* [抽出テキスト]:
⁂

【弁理士試験】#003 書いてみてはじめて気付く...
#002では、「青本の勉強」なんて意味がないことを話しました。やるべきはアウトプットです。これこそが論文式試験勉強の王道です。アウトプットの重要性について、しつこいですが、もう1回つづけます。
さて、理解したと思っていても試験問題の前で固まってしまう経験はありませんか?今回はそんなお話です。
「条文に書いてあった」は落とし穴
法律の条文には非常にわかりやすく記載されています。
なのでインプットの勉強を通じて条文を読めるようになった時点で、「わかった気」にさせられてしまうのも無理ありません。これが落とし穴です。
法律が読めること(書いてあることが分かること)は、そのように作られているものだから当然のことです。それを具体的な事案にどう適用するか、それが難しいのです。
なお、ここでいう「わかりやすく記載されている」とは、読みやすいという意味ではありません(特許法17条の2第3項なんか、ぐちゃぐちゃに感じますよね…)。基本的には誰が読んでも誤解が生じえないことを指しています。具体的には、どのような要件が備われば、どのような効果が生ずるのか、という点が明確に記載されているということです。
【事案例】この条文であってる….よね?
「条文に書いてあることはわかった。そして、なぜそういう条文があるかは予備校の書籍に書いてあったからわかっている。これでこの条文は何を聞かれても解ける!」
こうなりがちです。このような姿勢は、最終的には、素晴らしいものですが、初学者は少し冷静に確認しましょう。

⁂

(抽出データ行)
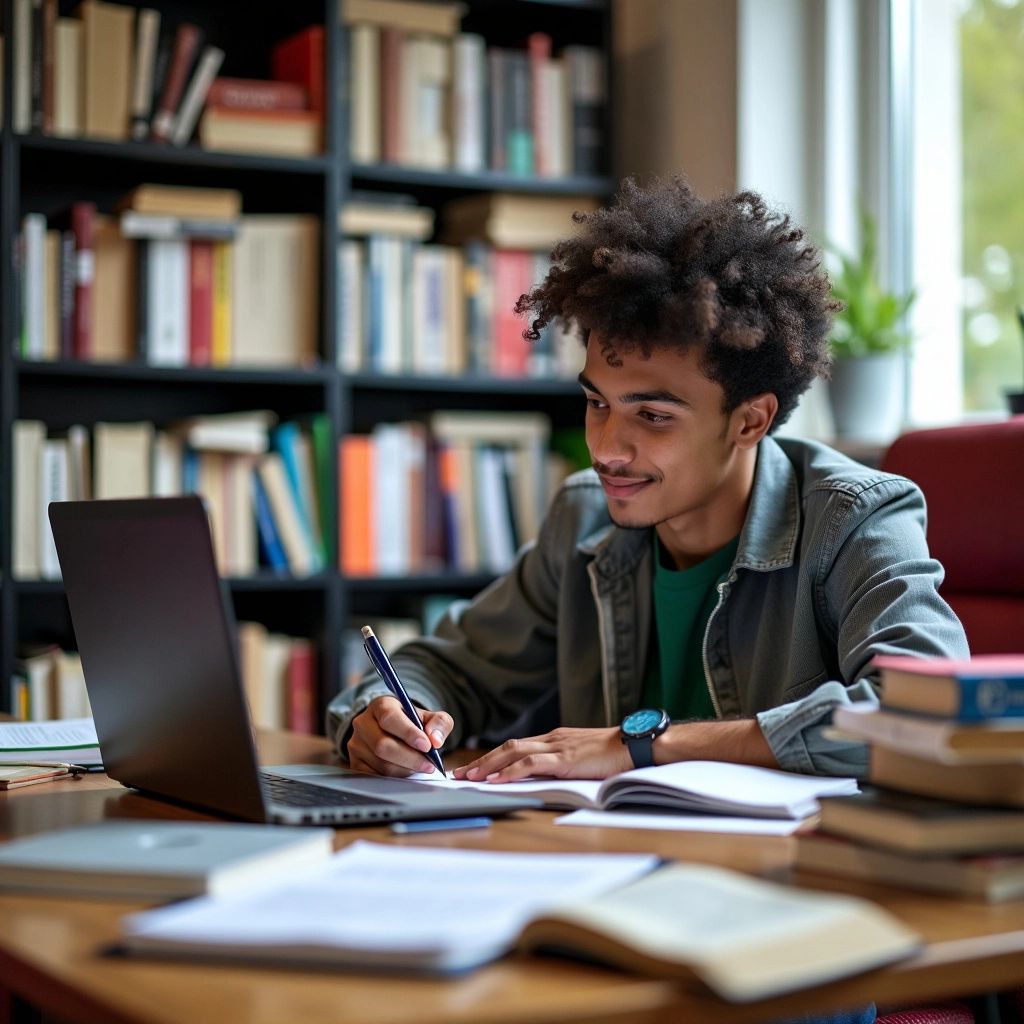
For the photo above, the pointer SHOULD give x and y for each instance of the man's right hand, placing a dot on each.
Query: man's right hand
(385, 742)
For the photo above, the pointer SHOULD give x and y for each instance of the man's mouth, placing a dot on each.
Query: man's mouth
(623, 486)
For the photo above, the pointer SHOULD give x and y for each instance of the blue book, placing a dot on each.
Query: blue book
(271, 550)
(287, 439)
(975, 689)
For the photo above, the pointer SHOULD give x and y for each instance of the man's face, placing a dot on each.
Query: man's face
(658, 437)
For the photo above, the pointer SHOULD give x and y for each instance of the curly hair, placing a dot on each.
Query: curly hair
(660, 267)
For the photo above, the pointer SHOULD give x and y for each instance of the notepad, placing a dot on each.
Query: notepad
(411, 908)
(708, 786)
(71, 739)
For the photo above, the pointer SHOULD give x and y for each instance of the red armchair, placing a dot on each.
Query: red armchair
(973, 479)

⁂

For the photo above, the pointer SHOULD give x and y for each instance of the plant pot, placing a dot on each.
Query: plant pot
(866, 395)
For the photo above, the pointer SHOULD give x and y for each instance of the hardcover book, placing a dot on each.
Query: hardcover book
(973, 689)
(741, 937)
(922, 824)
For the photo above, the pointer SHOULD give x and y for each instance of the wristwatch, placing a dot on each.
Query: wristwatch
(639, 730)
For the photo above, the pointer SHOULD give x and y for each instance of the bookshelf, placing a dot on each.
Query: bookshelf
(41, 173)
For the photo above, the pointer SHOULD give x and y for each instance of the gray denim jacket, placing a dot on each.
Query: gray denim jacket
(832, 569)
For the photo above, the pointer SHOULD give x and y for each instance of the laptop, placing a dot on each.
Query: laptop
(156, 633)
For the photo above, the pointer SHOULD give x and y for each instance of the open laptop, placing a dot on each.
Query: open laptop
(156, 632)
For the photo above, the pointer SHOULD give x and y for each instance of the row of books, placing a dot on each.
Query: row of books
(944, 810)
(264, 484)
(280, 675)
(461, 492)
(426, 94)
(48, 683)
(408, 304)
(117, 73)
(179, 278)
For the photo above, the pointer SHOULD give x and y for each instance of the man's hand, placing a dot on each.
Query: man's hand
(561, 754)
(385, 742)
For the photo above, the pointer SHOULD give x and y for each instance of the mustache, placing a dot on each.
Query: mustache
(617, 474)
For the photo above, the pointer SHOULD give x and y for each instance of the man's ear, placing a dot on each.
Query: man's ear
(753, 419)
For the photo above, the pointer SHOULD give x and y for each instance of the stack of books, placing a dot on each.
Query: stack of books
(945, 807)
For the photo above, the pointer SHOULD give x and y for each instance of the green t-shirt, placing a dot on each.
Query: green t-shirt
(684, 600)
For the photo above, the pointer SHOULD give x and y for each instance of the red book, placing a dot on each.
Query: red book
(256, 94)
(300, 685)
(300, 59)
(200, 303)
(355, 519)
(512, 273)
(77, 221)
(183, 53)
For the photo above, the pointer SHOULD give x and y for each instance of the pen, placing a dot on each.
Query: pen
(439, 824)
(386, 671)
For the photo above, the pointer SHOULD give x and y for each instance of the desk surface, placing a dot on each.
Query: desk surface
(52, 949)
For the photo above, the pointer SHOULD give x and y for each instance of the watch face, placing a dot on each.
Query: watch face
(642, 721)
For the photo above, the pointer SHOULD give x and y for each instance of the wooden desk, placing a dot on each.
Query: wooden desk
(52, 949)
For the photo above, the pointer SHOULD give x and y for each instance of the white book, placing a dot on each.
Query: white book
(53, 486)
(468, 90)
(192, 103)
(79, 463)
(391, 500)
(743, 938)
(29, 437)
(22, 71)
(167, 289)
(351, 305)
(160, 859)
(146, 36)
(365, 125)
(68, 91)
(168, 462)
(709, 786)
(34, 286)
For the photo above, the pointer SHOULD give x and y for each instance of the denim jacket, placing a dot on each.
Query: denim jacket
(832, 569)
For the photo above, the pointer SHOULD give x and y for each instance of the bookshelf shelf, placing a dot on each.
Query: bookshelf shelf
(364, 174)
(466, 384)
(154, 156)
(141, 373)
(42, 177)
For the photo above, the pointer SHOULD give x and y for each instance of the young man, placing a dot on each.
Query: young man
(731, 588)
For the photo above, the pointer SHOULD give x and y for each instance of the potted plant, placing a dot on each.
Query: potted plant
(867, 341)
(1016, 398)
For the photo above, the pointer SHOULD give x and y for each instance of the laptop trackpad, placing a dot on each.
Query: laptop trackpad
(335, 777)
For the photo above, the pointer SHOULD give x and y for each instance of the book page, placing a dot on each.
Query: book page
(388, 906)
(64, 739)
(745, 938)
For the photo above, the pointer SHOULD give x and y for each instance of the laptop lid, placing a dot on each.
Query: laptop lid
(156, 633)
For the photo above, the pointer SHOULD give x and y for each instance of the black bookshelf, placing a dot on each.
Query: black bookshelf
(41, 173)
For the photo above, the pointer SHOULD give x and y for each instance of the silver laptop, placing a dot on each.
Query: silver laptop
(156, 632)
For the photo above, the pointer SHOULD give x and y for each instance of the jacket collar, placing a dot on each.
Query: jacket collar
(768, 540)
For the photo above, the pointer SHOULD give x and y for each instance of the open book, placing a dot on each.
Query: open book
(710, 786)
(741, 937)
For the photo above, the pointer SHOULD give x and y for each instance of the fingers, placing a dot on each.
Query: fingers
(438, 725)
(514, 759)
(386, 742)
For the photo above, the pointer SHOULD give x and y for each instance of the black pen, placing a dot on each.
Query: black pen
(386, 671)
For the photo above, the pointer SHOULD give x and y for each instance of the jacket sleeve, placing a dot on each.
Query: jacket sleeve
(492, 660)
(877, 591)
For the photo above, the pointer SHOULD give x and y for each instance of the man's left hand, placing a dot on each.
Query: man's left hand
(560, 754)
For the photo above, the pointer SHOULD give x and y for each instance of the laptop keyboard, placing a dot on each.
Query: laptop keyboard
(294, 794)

⁂

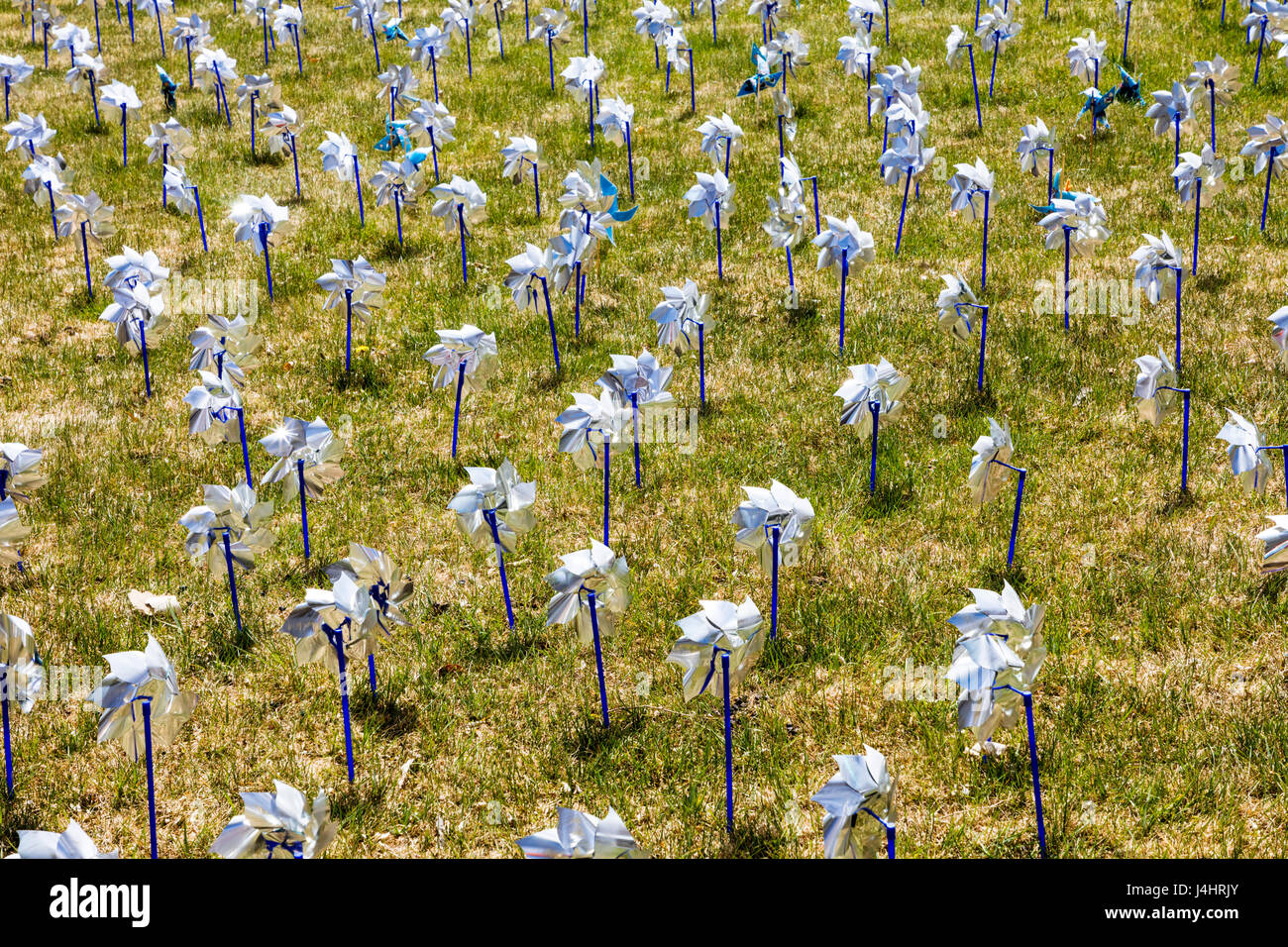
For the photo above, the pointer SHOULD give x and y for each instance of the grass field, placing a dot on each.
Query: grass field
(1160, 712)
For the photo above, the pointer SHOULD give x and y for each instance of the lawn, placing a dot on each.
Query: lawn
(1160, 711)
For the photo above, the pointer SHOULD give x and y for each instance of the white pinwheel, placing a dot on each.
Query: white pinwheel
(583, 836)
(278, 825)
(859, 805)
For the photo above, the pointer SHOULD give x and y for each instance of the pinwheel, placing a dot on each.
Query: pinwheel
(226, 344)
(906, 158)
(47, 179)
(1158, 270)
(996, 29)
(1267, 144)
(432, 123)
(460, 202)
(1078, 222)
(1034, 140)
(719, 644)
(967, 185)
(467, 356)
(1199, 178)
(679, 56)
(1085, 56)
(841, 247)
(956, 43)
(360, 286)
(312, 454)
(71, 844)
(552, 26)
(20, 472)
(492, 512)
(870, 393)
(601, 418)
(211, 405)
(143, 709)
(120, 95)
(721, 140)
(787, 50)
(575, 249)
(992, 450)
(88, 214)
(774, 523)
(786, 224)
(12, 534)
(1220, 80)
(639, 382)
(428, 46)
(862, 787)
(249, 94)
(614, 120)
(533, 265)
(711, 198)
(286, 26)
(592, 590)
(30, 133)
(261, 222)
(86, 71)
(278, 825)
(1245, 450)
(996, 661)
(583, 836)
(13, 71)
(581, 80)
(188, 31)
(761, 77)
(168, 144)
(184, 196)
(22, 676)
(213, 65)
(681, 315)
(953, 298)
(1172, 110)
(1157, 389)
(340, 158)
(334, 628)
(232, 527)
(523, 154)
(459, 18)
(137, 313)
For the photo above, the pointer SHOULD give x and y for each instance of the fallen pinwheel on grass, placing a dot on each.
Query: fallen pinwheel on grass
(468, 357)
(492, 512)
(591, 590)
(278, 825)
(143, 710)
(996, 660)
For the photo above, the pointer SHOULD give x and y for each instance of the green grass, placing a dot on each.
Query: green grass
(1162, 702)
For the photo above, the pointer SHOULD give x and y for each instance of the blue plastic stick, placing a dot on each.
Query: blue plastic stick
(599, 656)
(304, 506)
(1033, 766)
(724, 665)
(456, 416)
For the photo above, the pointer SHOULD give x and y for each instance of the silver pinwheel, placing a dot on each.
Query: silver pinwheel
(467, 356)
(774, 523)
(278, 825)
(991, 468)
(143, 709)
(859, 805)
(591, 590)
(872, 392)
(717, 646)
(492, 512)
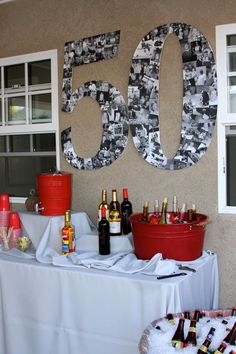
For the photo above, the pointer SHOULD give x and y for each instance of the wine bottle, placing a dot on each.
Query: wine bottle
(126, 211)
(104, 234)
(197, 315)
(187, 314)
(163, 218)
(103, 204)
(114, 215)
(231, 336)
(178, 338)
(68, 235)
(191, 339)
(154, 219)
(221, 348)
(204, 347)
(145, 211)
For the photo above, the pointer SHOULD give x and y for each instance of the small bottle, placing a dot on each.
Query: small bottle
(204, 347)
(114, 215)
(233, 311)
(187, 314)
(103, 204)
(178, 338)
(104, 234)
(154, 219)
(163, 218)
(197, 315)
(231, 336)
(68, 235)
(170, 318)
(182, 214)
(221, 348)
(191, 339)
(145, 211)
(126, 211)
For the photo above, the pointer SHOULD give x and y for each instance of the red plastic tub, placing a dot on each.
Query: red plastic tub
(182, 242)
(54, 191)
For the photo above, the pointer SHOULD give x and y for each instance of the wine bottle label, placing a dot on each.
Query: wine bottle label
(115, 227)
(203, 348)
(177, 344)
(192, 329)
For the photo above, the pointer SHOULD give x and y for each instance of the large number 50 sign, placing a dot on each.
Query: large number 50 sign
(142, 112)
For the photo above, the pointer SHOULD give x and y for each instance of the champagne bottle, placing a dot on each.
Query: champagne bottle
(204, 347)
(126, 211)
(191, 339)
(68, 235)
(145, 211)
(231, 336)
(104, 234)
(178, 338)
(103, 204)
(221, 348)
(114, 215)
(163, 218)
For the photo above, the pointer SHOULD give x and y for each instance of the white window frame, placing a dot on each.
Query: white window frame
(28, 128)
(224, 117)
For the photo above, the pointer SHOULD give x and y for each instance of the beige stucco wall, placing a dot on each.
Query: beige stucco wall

⁂

* [課題一覧]:
1) 抽出テキスト中の「法律の条文には非常にわかりやすく記載されています。」という文を英語に翻訳してください。
2) 抽出データの行のうち、「field, placing a dot on each.」を含む行から「(1162, 702)」を含む行までについて、「pinwheel」を「windmill」に改名し、それ以外は変えずにその範囲の行だけを示してください。

* [課題別の解答]:
1) Statutory provisions are written in a way that is very easy to understand.

2)
For the photo above, the pointer SHOULD give x and y for each instance of the grass field, placing a dot on each.
Query: grass field
(1160, 712)
For the photo above, the pointer SHOULD give x and y for each instance of the lawn, placing a dot on each.
Query: lawn
(1160, 711)
For the photo above, the pointer SHOULD give x and y for each instance of the white windmill, placing a dot on each.
Query: white windmill
(583, 836)
(278, 825)
(859, 805)
For the photo above, the pointer SHOULD give x and y for each instance of the windmill, placing a dot on each.
Query: windmill
(226, 344)
(906, 158)
(47, 179)
(1158, 270)
(996, 29)
(1267, 144)
(432, 123)
(460, 202)
(1078, 222)
(1034, 140)
(719, 644)
(967, 185)
(467, 356)
(1199, 178)
(679, 56)
(1085, 56)
(841, 247)
(956, 43)
(360, 286)
(312, 454)
(71, 844)
(552, 26)
(20, 472)
(492, 512)
(870, 393)
(601, 418)
(211, 405)
(143, 709)
(120, 95)
(721, 140)
(787, 50)
(575, 249)
(992, 450)
(88, 214)
(774, 523)
(786, 224)
(12, 534)
(1220, 80)
(639, 382)
(428, 46)
(862, 787)
(249, 94)
(614, 120)
(533, 265)
(711, 198)
(286, 26)
(592, 590)
(30, 133)
(261, 222)
(86, 71)
(278, 825)
(1245, 450)
(996, 661)
(583, 836)
(13, 71)
(581, 80)
(188, 31)
(761, 77)
(168, 144)
(184, 196)
(22, 676)
(213, 65)
(681, 315)
(953, 298)
(1172, 110)
(1157, 389)
(340, 158)
(334, 628)
(232, 527)
(523, 154)
(459, 18)
(137, 313)
For the photo above, the pointer SHOULD give x and y for each instance of the fallen windmill on grass, placing a dot on each.
Query: fallen windmill on grass
(468, 357)
(492, 512)
(591, 590)
(278, 825)
(143, 710)
(996, 660)
For the photo above, the pointer SHOULD give x and y for each instance of the green grass, placing a dot on each.
Query: green grass
(1162, 702)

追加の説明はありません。